>> BEGIN
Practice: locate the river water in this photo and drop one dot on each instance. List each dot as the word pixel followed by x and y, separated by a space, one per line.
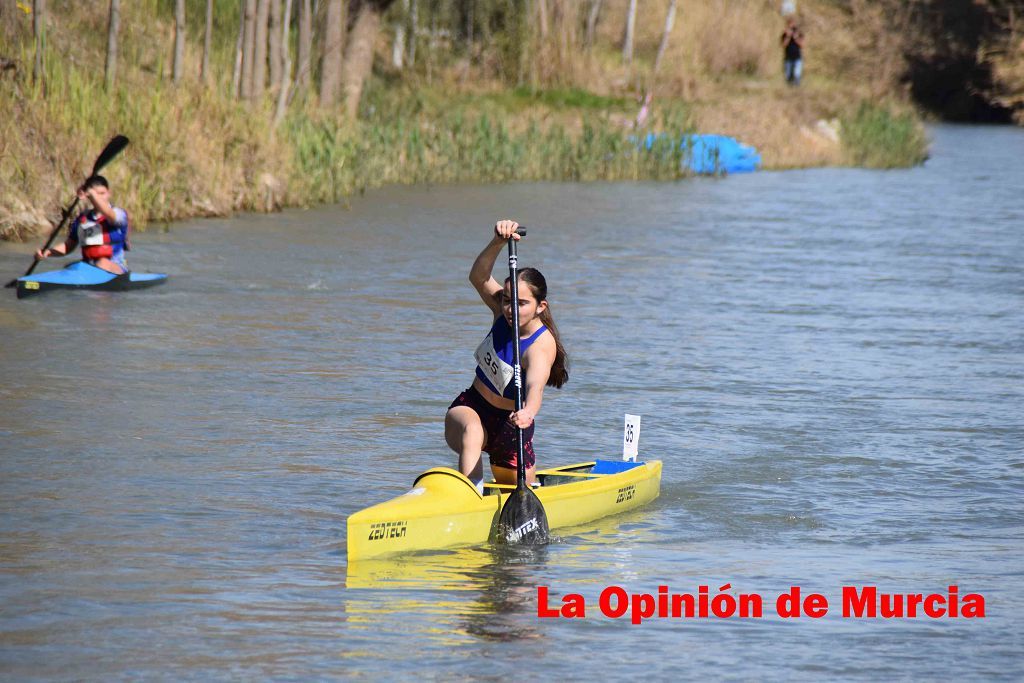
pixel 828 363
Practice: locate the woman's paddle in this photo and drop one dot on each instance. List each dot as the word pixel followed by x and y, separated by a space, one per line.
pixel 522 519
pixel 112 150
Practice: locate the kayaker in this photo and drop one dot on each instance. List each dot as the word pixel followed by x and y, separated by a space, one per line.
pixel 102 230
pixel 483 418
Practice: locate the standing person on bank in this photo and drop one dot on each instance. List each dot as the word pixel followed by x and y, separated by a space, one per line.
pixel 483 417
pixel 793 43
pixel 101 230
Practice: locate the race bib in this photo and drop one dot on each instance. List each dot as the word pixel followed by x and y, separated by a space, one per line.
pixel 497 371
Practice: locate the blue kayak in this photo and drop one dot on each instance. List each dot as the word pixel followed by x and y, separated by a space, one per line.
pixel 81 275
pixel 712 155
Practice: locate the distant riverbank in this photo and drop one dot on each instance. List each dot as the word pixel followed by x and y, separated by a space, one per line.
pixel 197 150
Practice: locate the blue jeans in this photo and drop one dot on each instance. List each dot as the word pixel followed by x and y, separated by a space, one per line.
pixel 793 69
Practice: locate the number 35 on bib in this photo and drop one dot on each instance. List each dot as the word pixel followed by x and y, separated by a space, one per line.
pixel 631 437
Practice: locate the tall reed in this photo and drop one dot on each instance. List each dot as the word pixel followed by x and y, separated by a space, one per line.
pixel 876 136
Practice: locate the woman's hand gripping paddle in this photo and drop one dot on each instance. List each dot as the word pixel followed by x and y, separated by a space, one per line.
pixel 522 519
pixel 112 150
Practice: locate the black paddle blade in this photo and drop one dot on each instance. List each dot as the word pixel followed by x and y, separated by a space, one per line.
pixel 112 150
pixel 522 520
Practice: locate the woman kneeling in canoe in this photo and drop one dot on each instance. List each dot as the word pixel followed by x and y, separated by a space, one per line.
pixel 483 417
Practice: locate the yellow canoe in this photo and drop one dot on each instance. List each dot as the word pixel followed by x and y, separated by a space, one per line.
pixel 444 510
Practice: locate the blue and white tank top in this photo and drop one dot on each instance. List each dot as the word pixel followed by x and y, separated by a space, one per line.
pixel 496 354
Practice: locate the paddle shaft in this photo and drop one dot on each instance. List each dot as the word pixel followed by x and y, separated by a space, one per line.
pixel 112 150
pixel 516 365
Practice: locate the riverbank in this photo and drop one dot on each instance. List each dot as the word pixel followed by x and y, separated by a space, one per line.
>> END
**The exercise**
Rewrite the material starting at the line that contains "Practice: locate the standing" and ending at the line that contains "pixel 101 230", with "standing person on bank" changed to "person standing on the bank" and everything else kept the same.

**Output below**
Practice: locate the person standing on the bank in this photo and drop one dot on each instance. List each dot as the word pixel followed by x and y, separated by a space, one per line.
pixel 483 417
pixel 793 43
pixel 101 230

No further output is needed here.